--- Exercise materials ---
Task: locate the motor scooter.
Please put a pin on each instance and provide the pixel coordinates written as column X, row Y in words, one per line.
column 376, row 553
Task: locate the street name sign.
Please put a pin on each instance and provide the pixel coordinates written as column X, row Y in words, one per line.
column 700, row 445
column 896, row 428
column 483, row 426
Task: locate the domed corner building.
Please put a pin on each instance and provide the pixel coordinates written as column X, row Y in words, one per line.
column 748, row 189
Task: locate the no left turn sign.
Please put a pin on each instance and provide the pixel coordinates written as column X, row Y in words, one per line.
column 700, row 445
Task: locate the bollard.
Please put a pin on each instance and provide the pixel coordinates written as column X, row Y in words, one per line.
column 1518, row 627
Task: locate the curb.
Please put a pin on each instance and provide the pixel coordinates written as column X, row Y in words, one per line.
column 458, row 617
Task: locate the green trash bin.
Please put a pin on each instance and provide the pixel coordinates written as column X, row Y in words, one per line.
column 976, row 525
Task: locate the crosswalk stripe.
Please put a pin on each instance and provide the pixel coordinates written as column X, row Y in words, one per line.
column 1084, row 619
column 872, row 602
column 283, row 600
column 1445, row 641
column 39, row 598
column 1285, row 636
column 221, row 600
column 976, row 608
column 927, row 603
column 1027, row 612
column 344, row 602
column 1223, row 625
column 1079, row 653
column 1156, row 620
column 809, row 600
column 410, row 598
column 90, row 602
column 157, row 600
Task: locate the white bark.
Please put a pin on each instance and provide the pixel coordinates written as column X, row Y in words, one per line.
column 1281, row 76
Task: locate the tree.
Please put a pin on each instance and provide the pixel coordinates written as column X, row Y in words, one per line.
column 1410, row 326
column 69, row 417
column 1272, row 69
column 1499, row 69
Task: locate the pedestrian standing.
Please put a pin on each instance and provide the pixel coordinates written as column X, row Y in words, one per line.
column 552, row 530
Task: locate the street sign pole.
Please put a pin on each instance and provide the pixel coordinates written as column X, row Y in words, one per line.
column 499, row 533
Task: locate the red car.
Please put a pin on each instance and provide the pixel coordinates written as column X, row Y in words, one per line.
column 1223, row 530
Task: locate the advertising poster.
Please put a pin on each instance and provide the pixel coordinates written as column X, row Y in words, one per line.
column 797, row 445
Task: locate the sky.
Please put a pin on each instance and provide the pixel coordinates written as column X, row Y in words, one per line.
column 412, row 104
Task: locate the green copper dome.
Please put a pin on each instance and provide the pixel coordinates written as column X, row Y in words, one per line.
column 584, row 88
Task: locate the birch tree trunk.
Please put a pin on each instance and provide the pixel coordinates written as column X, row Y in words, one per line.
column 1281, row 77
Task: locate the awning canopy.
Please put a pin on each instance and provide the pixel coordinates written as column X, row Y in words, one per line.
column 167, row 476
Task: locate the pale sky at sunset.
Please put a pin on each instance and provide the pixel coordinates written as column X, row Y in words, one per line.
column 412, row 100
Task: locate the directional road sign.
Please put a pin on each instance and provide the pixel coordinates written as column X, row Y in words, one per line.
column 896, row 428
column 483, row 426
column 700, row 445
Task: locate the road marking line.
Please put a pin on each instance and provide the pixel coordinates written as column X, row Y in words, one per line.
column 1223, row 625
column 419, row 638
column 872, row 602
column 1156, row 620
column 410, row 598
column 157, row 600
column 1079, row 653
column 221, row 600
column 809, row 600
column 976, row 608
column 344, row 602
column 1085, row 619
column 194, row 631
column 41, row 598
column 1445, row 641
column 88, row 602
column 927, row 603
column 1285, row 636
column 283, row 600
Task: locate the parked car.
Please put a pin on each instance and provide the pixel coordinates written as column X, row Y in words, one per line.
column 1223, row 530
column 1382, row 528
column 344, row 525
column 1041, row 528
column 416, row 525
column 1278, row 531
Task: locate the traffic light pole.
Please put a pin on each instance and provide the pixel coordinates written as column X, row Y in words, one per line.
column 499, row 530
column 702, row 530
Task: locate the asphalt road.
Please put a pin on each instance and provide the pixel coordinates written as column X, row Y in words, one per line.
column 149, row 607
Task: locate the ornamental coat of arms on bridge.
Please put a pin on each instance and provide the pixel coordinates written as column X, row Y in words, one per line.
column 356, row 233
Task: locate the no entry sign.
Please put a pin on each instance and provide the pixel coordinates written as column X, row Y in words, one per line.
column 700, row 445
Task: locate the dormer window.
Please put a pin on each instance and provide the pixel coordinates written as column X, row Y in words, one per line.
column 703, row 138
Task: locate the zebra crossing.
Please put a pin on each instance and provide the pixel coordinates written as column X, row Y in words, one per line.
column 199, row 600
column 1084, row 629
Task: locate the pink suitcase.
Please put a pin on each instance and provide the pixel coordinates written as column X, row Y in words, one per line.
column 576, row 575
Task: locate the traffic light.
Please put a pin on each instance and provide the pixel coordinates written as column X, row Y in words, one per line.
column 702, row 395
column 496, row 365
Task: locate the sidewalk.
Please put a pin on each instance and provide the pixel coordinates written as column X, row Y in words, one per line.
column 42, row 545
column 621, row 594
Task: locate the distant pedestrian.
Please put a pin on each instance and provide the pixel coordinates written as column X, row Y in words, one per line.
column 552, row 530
---
--- Exercise materials ---
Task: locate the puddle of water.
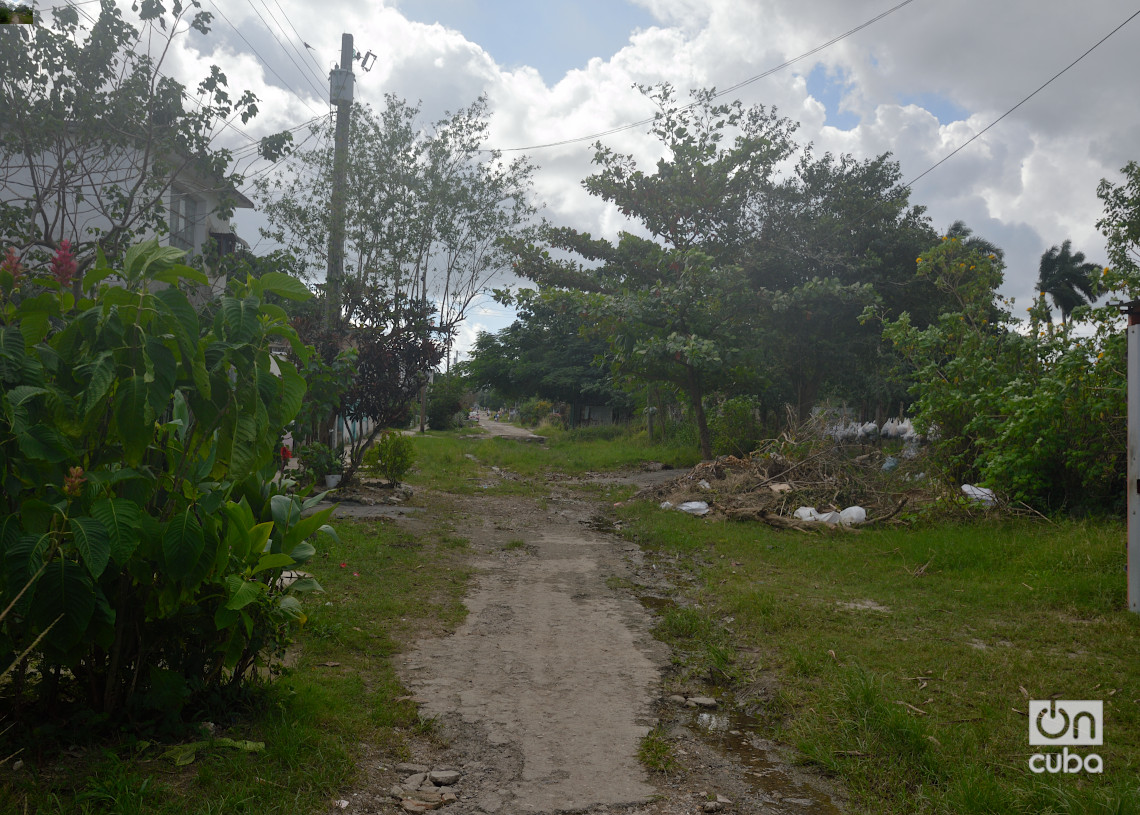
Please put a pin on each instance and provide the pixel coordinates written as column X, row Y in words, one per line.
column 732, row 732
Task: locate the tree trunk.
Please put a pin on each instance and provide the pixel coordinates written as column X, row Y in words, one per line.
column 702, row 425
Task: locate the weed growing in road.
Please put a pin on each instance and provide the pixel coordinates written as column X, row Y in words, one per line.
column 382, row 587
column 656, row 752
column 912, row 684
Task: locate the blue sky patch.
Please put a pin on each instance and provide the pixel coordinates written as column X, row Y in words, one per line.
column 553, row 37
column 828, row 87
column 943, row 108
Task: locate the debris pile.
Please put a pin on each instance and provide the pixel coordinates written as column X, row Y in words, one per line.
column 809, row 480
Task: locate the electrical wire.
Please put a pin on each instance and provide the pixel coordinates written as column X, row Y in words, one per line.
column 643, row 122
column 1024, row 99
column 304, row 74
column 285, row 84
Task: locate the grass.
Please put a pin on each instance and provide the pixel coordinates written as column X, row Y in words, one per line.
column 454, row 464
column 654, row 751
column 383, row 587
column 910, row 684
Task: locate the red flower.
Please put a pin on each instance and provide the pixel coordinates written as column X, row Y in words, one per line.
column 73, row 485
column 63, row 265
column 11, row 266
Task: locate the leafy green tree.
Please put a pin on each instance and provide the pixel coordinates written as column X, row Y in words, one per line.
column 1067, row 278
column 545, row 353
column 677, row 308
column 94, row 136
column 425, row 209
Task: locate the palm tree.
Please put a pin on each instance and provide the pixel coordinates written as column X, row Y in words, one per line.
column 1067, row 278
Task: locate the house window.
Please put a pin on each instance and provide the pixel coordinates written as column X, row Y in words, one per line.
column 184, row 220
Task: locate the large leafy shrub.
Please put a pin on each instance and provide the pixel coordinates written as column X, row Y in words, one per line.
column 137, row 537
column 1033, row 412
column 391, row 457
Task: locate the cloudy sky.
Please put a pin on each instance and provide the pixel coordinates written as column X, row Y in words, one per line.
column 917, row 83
---
## Brief:
Rewrite the entries from the line with "Task: locate the grass." up to and including the line with "column 910, row 684", changing "grass" to "lawn" and leaving all else as it is. Give only those lines.

## Exercise output:
Task: locate the lawn.
Please put a pin on each instance and provide the pixel coordinates written as column X, row Y in words, one per line.
column 454, row 464
column 654, row 751
column 383, row 587
column 910, row 684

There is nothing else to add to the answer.